PROBLEM TO WORK ON »
From the items below, return the lines word for word, starting with the line that contains "Task: Where can the white support" and going on through the line that contains "x=788, y=760", both included.

-------- THE DATA

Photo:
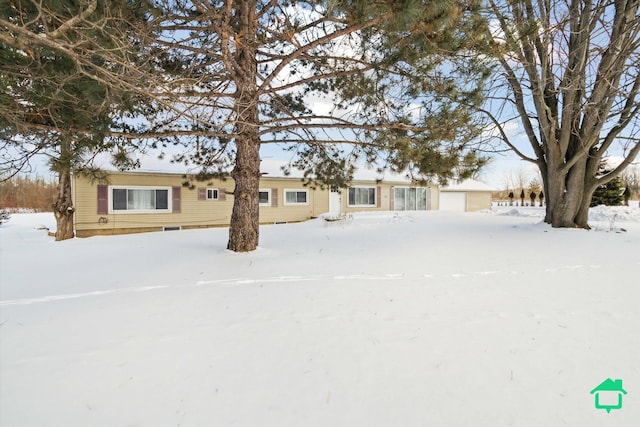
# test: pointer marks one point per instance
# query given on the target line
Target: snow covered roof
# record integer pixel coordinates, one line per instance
(273, 168)
(468, 185)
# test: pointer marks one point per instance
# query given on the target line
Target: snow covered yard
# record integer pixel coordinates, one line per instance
(406, 319)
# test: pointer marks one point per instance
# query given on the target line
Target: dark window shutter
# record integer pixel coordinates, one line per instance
(391, 198)
(175, 199)
(103, 199)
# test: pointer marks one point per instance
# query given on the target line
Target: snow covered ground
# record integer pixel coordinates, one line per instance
(405, 319)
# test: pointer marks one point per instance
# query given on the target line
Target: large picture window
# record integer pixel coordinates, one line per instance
(362, 196)
(296, 197)
(141, 199)
(212, 194)
(410, 199)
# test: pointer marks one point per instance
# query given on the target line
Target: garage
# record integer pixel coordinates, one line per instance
(453, 201)
(466, 196)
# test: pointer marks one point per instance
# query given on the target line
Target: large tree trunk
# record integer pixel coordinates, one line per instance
(63, 207)
(568, 196)
(243, 229)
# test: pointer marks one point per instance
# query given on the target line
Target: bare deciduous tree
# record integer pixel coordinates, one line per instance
(570, 75)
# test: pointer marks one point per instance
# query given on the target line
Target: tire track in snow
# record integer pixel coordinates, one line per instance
(283, 279)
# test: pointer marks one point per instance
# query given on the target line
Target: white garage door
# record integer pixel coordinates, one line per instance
(453, 201)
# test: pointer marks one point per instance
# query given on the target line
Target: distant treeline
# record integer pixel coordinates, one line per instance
(26, 193)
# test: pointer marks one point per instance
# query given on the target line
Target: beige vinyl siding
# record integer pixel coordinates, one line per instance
(478, 200)
(194, 213)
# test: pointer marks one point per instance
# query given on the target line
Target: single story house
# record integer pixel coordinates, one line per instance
(465, 196)
(134, 202)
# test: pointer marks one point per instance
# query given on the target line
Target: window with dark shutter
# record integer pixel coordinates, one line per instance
(175, 196)
(103, 199)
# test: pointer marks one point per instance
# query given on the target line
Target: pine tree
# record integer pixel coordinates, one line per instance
(610, 193)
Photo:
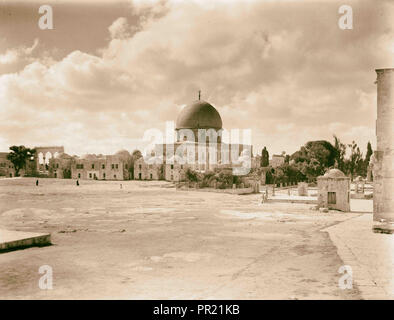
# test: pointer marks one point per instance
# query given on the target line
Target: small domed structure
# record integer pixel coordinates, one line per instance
(199, 115)
(334, 190)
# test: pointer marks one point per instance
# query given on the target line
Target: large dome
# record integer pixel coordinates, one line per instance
(334, 173)
(199, 115)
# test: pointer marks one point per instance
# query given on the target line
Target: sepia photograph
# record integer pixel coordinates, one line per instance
(196, 150)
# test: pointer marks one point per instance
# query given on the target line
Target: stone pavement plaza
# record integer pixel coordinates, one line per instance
(149, 241)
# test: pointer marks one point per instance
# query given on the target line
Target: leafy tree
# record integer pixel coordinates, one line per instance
(18, 156)
(369, 153)
(355, 163)
(341, 152)
(314, 158)
(264, 157)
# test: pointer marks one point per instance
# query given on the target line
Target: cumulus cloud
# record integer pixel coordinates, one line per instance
(285, 70)
(18, 55)
(119, 29)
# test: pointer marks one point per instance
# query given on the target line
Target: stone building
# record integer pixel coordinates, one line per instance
(6, 167)
(60, 166)
(277, 160)
(334, 190)
(101, 167)
(148, 170)
(383, 157)
(43, 156)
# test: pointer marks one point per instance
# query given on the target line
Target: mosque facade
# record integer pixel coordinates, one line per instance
(198, 146)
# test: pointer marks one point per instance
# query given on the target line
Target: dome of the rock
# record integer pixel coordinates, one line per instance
(199, 115)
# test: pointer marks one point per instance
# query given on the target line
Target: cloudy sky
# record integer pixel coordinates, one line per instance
(109, 70)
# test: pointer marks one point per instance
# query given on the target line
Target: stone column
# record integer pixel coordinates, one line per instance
(383, 157)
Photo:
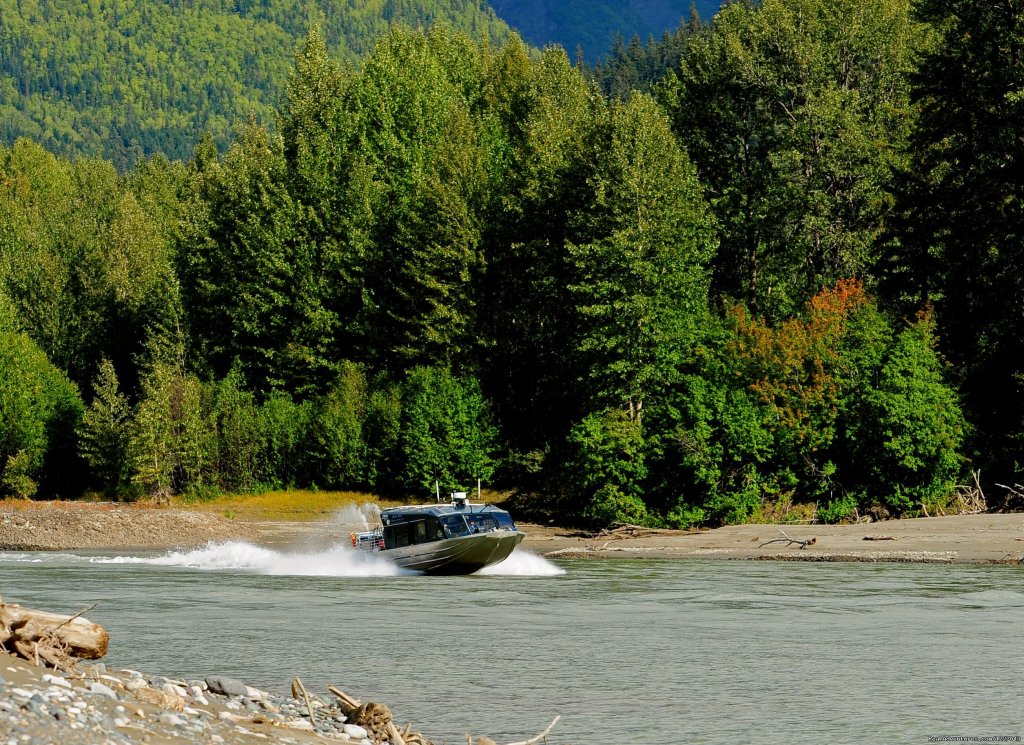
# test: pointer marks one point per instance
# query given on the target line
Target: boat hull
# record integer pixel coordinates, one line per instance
(463, 555)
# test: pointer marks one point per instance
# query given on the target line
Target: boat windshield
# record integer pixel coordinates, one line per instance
(504, 521)
(455, 525)
(481, 523)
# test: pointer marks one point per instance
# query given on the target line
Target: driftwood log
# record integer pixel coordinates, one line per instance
(49, 638)
(802, 542)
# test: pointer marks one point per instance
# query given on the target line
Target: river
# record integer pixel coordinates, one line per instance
(635, 652)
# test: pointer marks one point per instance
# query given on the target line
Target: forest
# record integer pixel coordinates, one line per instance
(779, 280)
(130, 79)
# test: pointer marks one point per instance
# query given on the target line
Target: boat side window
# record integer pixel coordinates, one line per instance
(434, 529)
(455, 525)
(395, 535)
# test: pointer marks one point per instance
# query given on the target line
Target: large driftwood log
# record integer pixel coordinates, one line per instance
(50, 638)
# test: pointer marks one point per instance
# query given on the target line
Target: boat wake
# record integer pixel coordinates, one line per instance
(339, 561)
(523, 564)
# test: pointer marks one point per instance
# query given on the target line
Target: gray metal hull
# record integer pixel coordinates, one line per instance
(463, 555)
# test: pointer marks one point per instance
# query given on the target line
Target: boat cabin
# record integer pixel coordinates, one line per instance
(408, 526)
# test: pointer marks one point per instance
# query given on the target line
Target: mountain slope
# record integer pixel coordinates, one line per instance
(593, 25)
(126, 78)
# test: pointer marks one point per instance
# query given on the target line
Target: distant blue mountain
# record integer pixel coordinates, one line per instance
(593, 25)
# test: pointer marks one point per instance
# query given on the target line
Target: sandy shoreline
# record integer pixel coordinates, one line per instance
(966, 538)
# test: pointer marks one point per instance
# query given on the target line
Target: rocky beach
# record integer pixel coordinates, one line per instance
(90, 704)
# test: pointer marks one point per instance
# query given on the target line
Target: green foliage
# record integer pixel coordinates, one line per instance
(837, 511)
(797, 114)
(605, 469)
(593, 28)
(641, 283)
(105, 432)
(132, 79)
(339, 426)
(832, 407)
(39, 410)
(454, 234)
(958, 240)
(916, 428)
(445, 434)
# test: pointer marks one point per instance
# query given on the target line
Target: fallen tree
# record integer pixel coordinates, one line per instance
(50, 638)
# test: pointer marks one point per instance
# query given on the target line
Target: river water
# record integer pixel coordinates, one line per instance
(634, 652)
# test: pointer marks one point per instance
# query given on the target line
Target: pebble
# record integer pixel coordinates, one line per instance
(56, 681)
(354, 731)
(58, 711)
(101, 690)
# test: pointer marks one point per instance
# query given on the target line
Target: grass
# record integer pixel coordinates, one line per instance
(296, 505)
(290, 506)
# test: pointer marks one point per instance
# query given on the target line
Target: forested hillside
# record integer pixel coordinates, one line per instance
(128, 78)
(783, 283)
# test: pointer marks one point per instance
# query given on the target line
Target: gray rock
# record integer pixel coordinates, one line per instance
(354, 731)
(225, 686)
(168, 718)
(134, 684)
(101, 690)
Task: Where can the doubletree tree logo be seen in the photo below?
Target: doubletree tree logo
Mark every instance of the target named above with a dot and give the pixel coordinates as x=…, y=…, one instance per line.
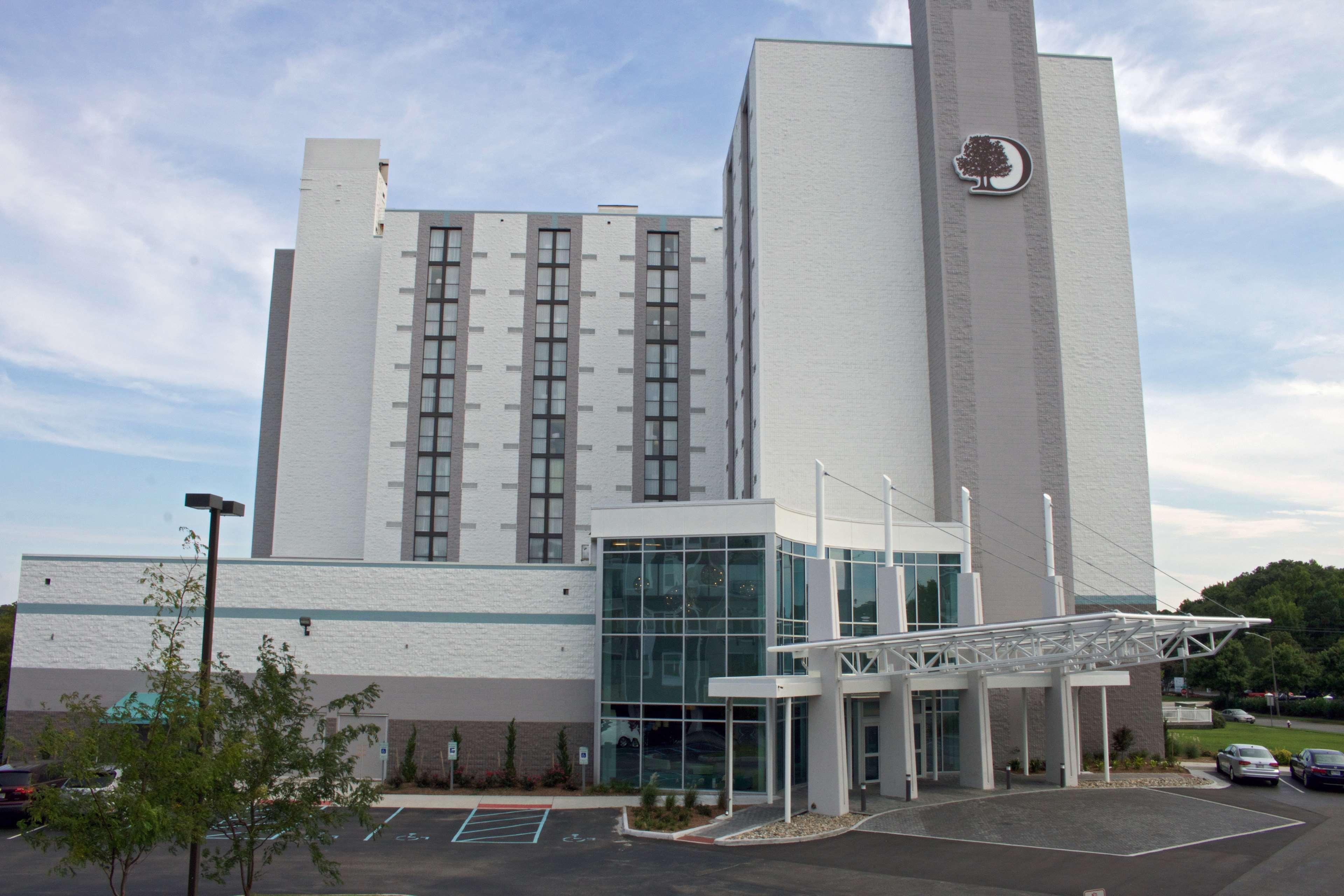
x=998, y=166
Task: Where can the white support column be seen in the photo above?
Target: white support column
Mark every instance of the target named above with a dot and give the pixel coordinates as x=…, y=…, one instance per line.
x=966, y=530
x=828, y=789
x=1078, y=730
x=1105, y=739
x=1053, y=604
x=978, y=757
x=1061, y=731
x=896, y=719
x=886, y=519
x=1026, y=730
x=822, y=511
x=828, y=786
x=788, y=760
x=728, y=711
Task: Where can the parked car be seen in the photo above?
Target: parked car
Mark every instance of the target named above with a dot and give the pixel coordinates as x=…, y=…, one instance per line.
x=107, y=780
x=1318, y=768
x=19, y=782
x=1242, y=762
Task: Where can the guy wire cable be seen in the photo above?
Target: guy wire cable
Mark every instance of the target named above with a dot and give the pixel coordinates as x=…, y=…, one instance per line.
x=1120, y=604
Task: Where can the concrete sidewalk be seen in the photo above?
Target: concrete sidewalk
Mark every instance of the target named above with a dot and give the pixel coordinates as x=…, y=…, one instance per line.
x=472, y=801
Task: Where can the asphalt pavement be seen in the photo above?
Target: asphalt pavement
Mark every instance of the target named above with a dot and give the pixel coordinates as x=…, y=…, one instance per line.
x=519, y=851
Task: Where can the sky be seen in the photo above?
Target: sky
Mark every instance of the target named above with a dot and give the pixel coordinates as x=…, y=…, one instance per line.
x=154, y=152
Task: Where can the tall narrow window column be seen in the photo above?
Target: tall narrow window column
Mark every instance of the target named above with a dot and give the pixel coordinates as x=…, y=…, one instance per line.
x=432, y=518
x=550, y=365
x=662, y=347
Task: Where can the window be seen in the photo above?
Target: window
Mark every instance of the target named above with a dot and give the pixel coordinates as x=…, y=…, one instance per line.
x=663, y=249
x=662, y=287
x=660, y=367
x=547, y=437
x=660, y=362
x=439, y=362
x=659, y=439
x=437, y=240
x=660, y=399
x=550, y=366
x=660, y=324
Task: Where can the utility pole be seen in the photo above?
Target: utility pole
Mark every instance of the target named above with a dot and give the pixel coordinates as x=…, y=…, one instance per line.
x=218, y=507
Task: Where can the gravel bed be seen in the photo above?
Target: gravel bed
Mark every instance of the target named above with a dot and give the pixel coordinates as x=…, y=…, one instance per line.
x=802, y=825
x=1156, y=781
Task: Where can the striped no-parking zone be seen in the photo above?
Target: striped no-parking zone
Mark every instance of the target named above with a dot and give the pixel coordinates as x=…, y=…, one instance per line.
x=503, y=824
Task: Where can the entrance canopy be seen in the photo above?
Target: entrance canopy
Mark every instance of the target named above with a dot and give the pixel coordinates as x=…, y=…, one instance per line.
x=1008, y=653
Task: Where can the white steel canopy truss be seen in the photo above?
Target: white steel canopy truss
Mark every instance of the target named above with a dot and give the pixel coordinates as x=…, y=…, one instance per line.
x=1081, y=643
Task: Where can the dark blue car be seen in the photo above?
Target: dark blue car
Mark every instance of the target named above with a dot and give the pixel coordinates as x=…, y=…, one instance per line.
x=1318, y=768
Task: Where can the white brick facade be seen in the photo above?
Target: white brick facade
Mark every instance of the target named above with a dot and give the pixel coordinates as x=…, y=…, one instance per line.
x=336, y=647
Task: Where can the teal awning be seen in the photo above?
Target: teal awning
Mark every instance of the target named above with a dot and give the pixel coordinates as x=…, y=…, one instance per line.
x=135, y=708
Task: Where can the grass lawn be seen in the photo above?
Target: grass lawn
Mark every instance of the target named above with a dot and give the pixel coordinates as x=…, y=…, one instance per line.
x=1236, y=733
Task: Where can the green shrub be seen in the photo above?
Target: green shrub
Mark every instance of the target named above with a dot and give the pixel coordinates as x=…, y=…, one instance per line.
x=511, y=753
x=409, y=766
x=650, y=793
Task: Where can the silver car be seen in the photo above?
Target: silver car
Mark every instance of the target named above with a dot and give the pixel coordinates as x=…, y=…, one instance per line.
x=1245, y=762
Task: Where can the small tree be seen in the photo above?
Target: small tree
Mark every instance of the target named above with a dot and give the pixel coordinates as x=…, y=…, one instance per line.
x=457, y=739
x=983, y=158
x=1121, y=741
x=511, y=753
x=562, y=754
x=409, y=766
x=152, y=739
x=277, y=763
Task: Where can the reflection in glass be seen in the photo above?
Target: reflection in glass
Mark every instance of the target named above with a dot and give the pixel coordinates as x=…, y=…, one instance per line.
x=663, y=753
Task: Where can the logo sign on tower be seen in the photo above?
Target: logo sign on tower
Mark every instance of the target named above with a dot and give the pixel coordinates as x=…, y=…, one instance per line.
x=998, y=166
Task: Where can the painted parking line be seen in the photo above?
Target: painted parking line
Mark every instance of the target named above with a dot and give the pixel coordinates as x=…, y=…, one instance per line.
x=384, y=824
x=503, y=824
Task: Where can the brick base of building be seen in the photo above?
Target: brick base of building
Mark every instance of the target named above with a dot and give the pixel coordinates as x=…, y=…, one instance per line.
x=482, y=749
x=1138, y=707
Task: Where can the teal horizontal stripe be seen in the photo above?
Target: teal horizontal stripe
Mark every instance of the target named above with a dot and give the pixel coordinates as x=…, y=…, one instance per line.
x=318, y=616
x=404, y=565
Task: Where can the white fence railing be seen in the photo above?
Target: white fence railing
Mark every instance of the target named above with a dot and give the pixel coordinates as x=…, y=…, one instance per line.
x=1189, y=715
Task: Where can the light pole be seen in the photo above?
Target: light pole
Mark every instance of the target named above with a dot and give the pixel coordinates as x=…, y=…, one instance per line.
x=218, y=507
x=1273, y=675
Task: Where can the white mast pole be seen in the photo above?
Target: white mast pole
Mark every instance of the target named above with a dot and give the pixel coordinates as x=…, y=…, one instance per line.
x=822, y=511
x=966, y=527
x=1050, y=539
x=886, y=516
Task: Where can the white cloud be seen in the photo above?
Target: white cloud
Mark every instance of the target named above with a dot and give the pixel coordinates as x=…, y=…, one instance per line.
x=1248, y=89
x=123, y=268
x=126, y=422
x=890, y=22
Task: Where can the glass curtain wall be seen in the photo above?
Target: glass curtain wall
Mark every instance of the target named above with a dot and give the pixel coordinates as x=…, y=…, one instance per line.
x=675, y=614
x=931, y=604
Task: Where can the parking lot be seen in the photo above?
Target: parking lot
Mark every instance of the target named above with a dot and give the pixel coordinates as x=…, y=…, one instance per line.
x=519, y=849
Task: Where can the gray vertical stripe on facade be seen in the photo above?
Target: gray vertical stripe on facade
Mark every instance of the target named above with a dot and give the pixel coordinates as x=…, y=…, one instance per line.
x=682, y=226
x=272, y=404
x=992, y=312
x=729, y=295
x=464, y=315
x=748, y=308
x=536, y=224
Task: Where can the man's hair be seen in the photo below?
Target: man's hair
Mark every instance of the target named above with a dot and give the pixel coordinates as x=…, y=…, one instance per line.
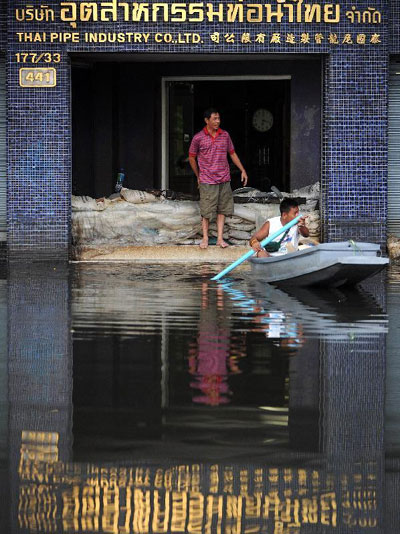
x=287, y=204
x=208, y=112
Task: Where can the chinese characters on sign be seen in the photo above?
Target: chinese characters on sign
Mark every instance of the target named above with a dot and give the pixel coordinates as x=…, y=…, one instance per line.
x=280, y=12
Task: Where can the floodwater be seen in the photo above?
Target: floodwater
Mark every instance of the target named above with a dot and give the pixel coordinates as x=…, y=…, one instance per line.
x=147, y=399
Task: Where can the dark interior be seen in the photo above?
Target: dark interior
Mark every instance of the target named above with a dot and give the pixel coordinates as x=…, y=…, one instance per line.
x=117, y=119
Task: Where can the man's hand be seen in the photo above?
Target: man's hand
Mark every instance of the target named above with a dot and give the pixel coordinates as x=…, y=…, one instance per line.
x=302, y=222
x=255, y=244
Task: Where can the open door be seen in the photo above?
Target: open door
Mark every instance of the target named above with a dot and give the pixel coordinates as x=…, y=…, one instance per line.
x=180, y=120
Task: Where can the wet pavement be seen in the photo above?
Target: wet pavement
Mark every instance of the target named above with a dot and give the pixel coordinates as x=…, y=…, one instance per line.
x=147, y=399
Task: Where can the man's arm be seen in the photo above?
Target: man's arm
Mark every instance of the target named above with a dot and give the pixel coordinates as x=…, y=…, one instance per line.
x=303, y=228
x=195, y=168
x=239, y=165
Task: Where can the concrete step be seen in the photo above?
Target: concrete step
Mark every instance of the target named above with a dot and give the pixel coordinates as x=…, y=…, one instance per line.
x=160, y=253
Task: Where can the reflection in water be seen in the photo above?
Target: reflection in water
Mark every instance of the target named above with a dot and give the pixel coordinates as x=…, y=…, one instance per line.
x=151, y=401
x=209, y=357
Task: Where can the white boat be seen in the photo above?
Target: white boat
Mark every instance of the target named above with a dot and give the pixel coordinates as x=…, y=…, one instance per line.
x=328, y=264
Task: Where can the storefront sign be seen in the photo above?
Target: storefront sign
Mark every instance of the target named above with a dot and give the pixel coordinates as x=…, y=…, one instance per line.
x=37, y=77
x=198, y=12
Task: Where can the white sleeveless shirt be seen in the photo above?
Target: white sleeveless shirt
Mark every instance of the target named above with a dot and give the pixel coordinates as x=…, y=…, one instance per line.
x=291, y=237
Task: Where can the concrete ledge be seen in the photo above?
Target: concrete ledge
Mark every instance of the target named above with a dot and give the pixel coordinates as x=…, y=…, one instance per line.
x=155, y=254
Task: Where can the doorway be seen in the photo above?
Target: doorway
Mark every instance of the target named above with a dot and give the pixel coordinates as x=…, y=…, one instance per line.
x=254, y=110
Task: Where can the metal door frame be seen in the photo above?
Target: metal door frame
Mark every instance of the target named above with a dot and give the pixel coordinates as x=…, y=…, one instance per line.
x=165, y=107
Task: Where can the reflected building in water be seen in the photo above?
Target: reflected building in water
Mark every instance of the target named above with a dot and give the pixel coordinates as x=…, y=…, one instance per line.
x=135, y=407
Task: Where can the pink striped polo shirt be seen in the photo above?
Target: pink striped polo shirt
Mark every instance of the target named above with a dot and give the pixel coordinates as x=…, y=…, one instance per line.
x=211, y=155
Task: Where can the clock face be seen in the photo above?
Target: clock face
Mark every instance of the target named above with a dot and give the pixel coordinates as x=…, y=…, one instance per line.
x=262, y=120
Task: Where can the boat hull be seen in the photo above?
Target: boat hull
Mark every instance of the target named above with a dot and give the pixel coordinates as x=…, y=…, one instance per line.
x=329, y=264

----------------

ANSWER IN FULL »
Task: Where can the white support column be seen in the photo above?
Target: white support column
Mark every instance of the target named above with a dot and give the pixel coordinates as x=…, y=…, one instance per line.
x=966, y=530
x=828, y=789
x=1078, y=730
x=1105, y=739
x=1053, y=604
x=978, y=757
x=1061, y=731
x=896, y=719
x=886, y=519
x=1026, y=730
x=822, y=511
x=828, y=786
x=788, y=760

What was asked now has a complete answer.